_WORK TO DO_. Report each line in the records below that contains the word "seed", copying every such line in full.

_DATA SUPPLIED_.

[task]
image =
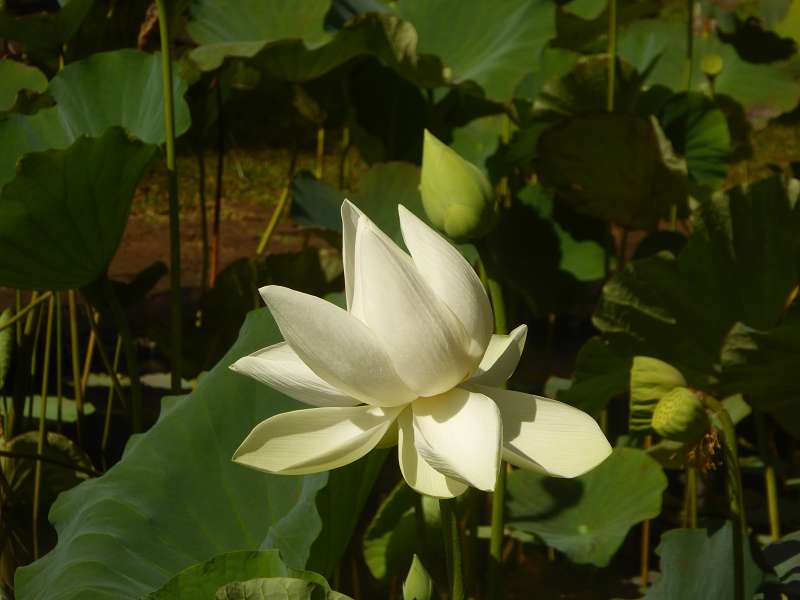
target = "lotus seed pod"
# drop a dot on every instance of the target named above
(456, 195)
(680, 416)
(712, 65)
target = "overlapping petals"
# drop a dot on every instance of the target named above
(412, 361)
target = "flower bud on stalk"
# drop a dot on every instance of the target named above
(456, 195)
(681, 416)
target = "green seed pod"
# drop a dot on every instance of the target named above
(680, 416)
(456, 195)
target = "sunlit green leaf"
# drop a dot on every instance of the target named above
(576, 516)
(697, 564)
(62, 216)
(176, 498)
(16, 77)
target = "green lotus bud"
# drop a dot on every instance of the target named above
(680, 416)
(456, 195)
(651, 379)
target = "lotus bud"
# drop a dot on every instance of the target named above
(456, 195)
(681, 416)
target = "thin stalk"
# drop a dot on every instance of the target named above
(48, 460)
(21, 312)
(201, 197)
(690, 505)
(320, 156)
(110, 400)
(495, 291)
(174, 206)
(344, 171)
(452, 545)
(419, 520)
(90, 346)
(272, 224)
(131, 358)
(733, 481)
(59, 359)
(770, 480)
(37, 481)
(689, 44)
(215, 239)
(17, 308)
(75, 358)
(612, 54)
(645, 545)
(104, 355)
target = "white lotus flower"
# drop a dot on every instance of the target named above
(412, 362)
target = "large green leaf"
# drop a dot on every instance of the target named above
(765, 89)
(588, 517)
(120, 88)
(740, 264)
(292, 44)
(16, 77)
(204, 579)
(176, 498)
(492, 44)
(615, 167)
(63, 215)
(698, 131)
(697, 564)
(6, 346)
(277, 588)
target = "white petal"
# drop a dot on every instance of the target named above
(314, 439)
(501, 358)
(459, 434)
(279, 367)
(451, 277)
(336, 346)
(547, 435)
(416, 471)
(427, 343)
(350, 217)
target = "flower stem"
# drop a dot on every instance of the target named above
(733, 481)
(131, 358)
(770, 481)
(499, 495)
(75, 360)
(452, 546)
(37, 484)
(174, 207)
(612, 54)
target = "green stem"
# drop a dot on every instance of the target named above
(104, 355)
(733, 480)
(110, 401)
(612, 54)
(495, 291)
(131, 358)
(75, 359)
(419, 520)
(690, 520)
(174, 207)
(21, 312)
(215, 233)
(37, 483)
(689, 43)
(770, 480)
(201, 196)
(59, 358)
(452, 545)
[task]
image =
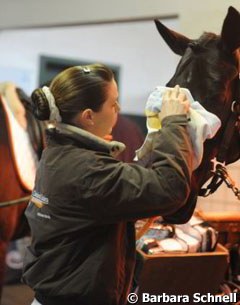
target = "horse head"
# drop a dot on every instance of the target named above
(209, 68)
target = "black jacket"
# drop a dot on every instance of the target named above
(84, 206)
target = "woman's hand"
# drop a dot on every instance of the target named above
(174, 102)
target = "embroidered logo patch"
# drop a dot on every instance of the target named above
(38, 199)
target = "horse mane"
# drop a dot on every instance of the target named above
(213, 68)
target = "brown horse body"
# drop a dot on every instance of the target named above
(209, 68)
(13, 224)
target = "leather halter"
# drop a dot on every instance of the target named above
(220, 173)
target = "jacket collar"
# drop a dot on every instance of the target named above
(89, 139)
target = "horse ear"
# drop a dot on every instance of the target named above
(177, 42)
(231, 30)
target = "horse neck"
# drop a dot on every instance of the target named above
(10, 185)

==

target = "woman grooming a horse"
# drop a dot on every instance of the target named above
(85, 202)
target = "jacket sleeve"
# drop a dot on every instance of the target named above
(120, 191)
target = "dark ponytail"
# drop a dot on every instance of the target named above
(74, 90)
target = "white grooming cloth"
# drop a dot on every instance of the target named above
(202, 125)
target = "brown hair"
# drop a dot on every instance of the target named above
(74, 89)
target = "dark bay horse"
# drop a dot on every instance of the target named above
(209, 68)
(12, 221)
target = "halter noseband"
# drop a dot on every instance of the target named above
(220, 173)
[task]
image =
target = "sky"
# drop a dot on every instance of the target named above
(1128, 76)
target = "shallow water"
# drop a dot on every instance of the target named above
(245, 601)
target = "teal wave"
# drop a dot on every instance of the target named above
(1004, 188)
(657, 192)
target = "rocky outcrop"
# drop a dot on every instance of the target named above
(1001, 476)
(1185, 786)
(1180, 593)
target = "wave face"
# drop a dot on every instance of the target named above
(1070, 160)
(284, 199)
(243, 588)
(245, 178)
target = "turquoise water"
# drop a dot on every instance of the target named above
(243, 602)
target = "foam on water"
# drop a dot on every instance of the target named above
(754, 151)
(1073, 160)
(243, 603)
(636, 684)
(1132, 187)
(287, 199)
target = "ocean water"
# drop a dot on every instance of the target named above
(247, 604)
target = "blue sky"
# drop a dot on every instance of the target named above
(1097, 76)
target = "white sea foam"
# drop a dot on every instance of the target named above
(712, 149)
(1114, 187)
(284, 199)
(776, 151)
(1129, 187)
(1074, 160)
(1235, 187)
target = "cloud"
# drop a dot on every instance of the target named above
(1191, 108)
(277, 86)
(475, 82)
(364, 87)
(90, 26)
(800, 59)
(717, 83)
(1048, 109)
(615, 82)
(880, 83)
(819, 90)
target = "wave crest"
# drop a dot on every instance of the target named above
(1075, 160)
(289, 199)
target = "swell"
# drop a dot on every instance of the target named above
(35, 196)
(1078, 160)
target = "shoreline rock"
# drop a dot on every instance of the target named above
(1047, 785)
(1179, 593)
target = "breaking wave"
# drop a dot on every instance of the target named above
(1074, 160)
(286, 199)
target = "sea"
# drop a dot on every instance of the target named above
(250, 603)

...

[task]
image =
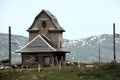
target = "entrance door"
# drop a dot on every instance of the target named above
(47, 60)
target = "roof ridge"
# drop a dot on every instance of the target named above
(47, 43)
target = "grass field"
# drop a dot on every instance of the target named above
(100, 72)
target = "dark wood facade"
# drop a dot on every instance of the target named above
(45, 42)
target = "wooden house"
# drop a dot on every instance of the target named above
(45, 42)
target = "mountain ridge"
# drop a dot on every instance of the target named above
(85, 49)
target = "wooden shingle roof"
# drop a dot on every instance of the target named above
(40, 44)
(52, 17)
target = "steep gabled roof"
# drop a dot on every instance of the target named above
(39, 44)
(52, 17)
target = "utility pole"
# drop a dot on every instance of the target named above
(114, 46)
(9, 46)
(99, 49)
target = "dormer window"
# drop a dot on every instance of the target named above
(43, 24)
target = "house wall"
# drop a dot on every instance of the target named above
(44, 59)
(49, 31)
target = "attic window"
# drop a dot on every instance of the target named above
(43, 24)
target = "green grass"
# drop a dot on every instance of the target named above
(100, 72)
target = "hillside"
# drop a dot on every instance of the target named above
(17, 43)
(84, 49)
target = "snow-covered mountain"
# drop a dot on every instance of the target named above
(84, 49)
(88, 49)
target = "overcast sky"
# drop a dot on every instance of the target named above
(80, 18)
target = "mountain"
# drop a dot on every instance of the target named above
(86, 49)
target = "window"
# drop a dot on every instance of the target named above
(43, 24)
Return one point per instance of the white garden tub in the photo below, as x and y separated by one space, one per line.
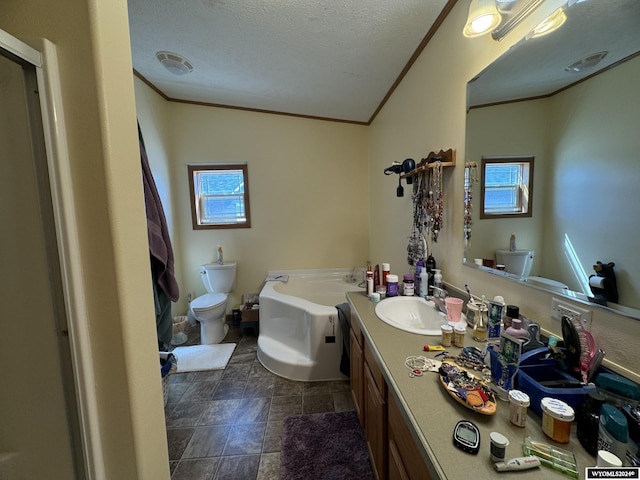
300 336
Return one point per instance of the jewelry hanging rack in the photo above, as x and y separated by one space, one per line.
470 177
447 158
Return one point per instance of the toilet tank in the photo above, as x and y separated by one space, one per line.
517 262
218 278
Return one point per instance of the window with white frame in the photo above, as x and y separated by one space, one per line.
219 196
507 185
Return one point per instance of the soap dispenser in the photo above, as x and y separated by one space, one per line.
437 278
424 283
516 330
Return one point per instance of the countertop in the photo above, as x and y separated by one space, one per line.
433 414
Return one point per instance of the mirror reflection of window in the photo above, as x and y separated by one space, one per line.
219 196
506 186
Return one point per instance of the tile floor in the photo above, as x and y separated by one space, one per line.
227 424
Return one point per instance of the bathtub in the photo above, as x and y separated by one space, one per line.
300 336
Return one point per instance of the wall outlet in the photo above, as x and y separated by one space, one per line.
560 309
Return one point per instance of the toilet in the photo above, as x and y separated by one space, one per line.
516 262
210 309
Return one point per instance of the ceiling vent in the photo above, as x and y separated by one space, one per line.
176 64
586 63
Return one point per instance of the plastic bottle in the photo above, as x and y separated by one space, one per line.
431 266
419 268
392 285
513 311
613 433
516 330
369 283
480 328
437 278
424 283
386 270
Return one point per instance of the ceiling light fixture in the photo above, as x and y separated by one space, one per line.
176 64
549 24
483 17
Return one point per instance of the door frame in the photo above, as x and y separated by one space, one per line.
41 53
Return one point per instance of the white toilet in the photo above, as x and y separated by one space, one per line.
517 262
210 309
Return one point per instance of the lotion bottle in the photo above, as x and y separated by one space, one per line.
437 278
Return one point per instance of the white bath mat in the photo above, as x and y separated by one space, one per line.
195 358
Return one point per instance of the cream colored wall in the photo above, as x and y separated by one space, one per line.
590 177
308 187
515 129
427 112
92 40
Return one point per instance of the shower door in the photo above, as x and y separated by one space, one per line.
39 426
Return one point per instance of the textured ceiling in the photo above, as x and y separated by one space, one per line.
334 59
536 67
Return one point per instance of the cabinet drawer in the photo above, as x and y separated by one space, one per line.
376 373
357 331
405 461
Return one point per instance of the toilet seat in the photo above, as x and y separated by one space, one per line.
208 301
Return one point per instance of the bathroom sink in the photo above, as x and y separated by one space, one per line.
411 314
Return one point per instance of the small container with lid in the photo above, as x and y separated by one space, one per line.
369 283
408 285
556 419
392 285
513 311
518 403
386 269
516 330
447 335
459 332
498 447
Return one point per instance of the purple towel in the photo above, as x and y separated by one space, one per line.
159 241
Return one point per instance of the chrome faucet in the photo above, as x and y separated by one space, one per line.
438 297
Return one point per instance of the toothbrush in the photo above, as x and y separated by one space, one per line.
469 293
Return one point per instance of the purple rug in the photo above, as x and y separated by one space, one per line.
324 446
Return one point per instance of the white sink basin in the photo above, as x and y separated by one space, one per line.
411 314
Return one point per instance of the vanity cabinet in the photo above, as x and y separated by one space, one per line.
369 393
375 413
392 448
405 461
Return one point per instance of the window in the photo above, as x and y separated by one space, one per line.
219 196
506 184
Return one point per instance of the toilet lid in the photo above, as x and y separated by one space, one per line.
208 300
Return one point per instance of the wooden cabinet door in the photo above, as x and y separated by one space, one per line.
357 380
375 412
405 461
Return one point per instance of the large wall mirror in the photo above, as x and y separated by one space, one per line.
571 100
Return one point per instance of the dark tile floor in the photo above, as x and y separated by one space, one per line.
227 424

_THE ANSWER_.
target = "lotus seed pod"
target = "green seed pod"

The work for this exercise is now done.